__REQUISITOS__
Desplaza en -119 cada coordenada de las respuestas en el tramo que va desde la línea que contiene "Target: turquoise lake" hasta el final de los registros, con ambos extremos incluidos. Reescribe todas las líneas de ese tramo, sin omitir ninguna, y entrega solo esas.
======== EXTRACTOS DE REGISTROS
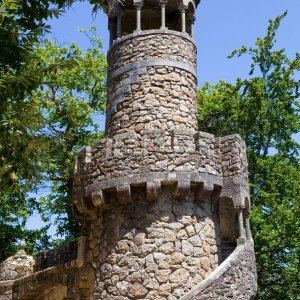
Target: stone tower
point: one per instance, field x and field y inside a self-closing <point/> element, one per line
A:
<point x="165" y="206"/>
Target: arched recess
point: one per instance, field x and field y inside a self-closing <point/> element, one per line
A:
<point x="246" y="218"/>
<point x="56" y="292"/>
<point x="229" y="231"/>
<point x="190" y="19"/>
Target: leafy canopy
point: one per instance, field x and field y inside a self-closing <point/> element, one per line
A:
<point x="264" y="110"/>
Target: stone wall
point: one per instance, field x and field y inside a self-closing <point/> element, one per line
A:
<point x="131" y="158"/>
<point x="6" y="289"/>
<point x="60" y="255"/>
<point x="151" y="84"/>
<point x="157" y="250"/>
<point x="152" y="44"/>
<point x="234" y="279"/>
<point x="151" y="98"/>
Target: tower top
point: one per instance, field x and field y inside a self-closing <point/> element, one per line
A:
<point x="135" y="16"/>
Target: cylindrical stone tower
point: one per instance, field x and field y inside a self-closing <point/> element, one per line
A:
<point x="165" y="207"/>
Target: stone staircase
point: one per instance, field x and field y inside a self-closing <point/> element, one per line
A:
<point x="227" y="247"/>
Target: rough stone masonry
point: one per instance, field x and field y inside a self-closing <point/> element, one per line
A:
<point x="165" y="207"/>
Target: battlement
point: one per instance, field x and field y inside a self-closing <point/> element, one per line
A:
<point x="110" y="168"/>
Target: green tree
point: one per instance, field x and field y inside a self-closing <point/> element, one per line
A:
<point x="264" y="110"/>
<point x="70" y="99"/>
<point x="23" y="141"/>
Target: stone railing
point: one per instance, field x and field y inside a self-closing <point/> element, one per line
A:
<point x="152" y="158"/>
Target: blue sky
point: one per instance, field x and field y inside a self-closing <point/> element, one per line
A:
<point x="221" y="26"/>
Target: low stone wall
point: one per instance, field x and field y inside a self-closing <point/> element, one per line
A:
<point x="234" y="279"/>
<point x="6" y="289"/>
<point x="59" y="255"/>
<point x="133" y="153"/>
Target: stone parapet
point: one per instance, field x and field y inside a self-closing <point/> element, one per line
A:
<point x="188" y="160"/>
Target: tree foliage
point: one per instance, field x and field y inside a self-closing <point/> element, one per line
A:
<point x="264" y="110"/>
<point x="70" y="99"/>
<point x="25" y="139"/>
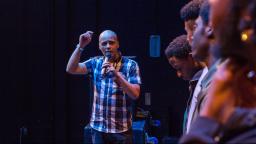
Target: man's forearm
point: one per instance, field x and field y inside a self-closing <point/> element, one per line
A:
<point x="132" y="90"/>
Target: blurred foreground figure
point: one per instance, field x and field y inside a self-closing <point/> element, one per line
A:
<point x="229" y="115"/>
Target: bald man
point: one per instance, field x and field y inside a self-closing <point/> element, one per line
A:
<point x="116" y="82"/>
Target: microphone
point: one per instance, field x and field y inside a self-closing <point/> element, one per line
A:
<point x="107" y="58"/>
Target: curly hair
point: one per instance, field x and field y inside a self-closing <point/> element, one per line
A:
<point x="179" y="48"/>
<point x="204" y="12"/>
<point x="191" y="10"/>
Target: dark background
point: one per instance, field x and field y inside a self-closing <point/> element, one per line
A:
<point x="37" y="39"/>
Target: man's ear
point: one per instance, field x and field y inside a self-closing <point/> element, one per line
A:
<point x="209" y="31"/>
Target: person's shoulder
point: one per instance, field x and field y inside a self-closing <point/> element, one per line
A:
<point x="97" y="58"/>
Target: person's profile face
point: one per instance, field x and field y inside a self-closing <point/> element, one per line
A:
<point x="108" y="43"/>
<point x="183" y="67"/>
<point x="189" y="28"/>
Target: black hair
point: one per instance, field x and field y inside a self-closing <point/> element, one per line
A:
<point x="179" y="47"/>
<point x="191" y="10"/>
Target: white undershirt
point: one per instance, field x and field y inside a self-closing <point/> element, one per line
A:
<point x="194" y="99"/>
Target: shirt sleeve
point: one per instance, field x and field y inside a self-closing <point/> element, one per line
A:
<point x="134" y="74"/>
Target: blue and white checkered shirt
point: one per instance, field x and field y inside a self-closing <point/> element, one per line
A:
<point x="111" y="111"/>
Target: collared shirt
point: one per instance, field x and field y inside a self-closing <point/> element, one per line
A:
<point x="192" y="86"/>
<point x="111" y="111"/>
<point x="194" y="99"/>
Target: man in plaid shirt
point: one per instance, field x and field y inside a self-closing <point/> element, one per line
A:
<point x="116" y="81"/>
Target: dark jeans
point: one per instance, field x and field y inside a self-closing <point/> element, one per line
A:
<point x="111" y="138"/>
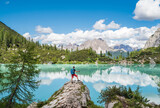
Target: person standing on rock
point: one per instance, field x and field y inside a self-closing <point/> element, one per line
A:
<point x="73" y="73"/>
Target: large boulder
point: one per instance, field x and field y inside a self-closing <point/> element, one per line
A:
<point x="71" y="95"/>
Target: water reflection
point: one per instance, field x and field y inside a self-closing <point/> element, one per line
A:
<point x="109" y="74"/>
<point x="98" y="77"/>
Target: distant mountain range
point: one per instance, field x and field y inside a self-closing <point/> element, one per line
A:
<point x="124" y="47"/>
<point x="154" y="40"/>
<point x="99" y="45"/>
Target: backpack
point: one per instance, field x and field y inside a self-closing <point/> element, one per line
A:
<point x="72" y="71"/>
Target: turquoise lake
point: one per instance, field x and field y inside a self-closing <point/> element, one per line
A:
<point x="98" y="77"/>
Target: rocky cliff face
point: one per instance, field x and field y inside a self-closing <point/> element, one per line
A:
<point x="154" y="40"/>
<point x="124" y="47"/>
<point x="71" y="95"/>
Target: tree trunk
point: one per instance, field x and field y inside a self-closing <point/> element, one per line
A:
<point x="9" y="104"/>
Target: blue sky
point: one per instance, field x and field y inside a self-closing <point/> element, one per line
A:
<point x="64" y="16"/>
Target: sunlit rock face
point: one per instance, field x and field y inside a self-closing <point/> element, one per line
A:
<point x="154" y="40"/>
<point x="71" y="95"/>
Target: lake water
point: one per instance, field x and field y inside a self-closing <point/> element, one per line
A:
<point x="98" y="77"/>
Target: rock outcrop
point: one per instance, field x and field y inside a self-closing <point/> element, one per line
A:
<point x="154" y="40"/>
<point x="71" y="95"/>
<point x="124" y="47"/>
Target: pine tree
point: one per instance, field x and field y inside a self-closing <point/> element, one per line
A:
================
__RESPUESTA ESPERADA__
Target: turquoise lake
point: one per instance, field x and field y inside a self-closing <point/> element, one per line
A:
<point x="-21" y="-42"/>
Target: rocky cliff face
point: one per instance, field x and field y inside a self-closing <point/> element, one per line
A:
<point x="35" y="-79"/>
<point x="5" y="-72"/>
<point x="-48" y="-24"/>
Target: tree trunk
point: one per instance, field x and field y inside a self-closing <point/> element, one per line
A:
<point x="-110" y="-15"/>
Target: blue sky
point: one per instance, field x and field y inside a self-closing <point/> element, one per line
A:
<point x="-55" y="-103"/>
Target: sunlit rock face
point: one per instance, field x and field y inside a self-closing <point/> element, one per line
A:
<point x="35" y="-79"/>
<point x="-48" y="-24"/>
Target: lake water
point: one per instance, field x and field y inside a self-closing <point/> element, one per line
A:
<point x="-21" y="-42"/>
Target: rock outcrop
point: one per instance, field x and field y inside a self-closing <point/> element, one per line
A:
<point x="35" y="-79"/>
<point x="-48" y="-24"/>
<point x="5" y="-72"/>
Target: pine tree
point: one per instance, field x and field y inside a self-closing <point/> element, one per line
A:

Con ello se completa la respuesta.